Há
pouco mais de 30 anos, quando a banda Titãs e a sociedade brasileira exigiam
uma cidadania plena, com diversão e balé, era difícil imaginar que pedir apenas
comida seria um dia uma posição audaciosa.
Pois
cá estamos, 2017, uma época em que a cultura é criminalizada e nossos
governantes nos obrigam a repensar o significado da alimentação.
O
prefeito de São Paulo, João Doria Jr., ao propor a distribuição de restos de
comida transformados em ração à população mais vulnerável, é pelo menos
consequente com sua visão de mundo.
Uma
visão forjada ao longo de séculos de escravidão da qual ele é, literalmente,
herdeiro, tendo entre seus antepassados senhores de engenho donos de escravos.
Não
é coincidência que uma das principais "publicações" do "grupo
Doria" seja uma revista chamada Caviar Lifestyle. Ao mesmo tempo, o
prefeito, em vídeo de 2007, questiona em seu reality show se os pobres e
miseráveis possuem "hábitos alimentares". Claro que não.

☆ ☆ ☆ ☆ ☆ ☆ ☆

EXERCÍCIO BREVE A - Redimensione as linhas de dados, reproduzindo-as por inteiro com os pedidos incluídos e multiplicando por 0,2 cada coordenada dos contornos de resposta, com arredondamento para o inteiro mais próximo e metades para cima. Os números dos pedidos e dos exemplos de formato permanecem inalterados.
As linhas não têm relação alguma com o trecho.

☆ ☆ ☆ ☆ ☆ ☆ ☆

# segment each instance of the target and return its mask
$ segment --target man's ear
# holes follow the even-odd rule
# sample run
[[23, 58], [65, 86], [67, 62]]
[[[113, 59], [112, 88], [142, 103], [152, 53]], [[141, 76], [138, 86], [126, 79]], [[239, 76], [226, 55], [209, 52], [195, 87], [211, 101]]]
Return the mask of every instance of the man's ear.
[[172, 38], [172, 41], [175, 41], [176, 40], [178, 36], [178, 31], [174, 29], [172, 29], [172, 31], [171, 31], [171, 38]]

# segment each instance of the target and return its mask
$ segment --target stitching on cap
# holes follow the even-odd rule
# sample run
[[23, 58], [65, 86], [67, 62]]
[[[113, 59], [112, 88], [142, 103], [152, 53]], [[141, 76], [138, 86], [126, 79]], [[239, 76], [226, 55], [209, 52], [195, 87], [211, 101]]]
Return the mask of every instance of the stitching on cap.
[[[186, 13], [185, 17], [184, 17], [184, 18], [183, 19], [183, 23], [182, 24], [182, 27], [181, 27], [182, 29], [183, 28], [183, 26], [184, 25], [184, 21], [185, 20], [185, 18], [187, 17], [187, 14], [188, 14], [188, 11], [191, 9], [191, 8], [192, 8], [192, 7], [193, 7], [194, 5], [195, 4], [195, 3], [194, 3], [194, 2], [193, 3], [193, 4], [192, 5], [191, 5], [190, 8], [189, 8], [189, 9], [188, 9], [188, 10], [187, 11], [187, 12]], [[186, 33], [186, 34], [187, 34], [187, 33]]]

☆ ☆ ☆ ☆ ☆ ☆ ☆

EXERCÍCIO BREVE B - Informe se cada afirmação concorda com o trecho, respondendo sim ou não e citando as palavras decisivas dele entre aspas: (i) Entre os antepassados do prefeito havia donos de escravos. (ii) O vídeo em que o prefeito questiona os hábitos alimentares dos pobres é de 2017. (iii) A proposta do prefeito previa distribuir restos de comida transformados em ração.

RESPOSTA A -
# segment each instance of the target and return its mask
$ segment --target man's ear
# holes follow the even-odd rule
# sample run
[[23, 58], [65, 86], [67, 62]]
[[[113, 59], [112, 88], [142, 103], [152, 53]], [[141, 76], [138, 86], [126, 79]], [[239, 76], [226, 55], [209, 52], [195, 87], [211, 101]]]
Return the mask of every instance of the man's ear.
[[34, 8], [34, 8], [35, 8], [35, 8], [36, 7], [36, 6], [35, 6], [34, 6], [34, 6], [34, 6], [34, 8]]

# segment each instance of the target and return its mask
$ segment --target stitching on cap
# holes follow the even-odd rule
# sample run
[[23, 58], [65, 86], [67, 62]]
[[[113, 59], [112, 88], [142, 103], [152, 53]], [[141, 76], [138, 86], [126, 79]], [[239, 76], [226, 55], [209, 52], [195, 87], [211, 101]]]
Return the mask of every instance of the stitching on cap.
[[[37, 3], [37, 3], [37, 3], [37, 4], [37, 4], [37, 5], [36, 5], [36, 5], [36, 5], [36, 6], [37, 6], [37, 5], [37, 5], [37, 4], [37, 4], [37, 4], [37, 3], [37, 3], [38, 3], [38, 2], [38, 2], [38, 2], [38, 2], [38, 1], [39, 1], [39, 1], [39, 1], [39, 1], [39, 1], [39, 0], [39, 1], [39, 1], [38, 1], [38, 1], [38, 2], [38, 2], [38, 2], [38, 2], [38, 2], [37, 2], [37, 2]], [[37, 7], [37, 7], [37, 7], [37, 7]]]

RESPOSTA B -
(i) Sim: "tendo entre seus antepassados senhores de engenho donos de escravos".
(ii) Não: "em vídeo de 2007".
(iii) Sim: "a distribuição de restos de comida transformados em ração à população mais vulnerável".